● **WHAT NEEDS TO BE DONE**: Among the records below, determine how many lines have the word "window" in them; output only the number.

++++++

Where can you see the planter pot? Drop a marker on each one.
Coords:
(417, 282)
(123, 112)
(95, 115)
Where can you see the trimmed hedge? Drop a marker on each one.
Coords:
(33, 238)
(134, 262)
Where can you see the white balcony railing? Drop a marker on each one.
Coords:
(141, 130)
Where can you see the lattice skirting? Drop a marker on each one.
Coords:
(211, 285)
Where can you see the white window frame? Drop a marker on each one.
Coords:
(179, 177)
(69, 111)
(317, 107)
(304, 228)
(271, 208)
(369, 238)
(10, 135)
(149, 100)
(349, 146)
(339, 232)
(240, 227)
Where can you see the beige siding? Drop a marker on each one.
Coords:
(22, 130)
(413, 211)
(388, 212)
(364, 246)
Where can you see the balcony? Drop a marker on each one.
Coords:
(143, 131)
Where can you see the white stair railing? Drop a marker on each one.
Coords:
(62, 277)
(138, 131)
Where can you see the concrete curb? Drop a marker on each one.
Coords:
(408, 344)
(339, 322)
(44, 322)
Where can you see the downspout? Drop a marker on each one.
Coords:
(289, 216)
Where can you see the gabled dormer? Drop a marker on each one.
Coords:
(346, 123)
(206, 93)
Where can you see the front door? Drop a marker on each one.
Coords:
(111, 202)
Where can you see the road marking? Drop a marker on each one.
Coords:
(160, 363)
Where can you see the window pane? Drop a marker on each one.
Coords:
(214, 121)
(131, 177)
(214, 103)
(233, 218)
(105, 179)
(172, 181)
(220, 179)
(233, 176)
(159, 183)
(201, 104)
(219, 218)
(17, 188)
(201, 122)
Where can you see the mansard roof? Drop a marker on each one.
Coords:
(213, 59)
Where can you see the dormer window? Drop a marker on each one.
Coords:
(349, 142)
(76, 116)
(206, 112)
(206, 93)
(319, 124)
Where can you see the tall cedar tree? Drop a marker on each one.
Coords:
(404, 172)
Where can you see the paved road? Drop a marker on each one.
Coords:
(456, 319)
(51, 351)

++++++

● **PROBLEM SOLUTION**: 3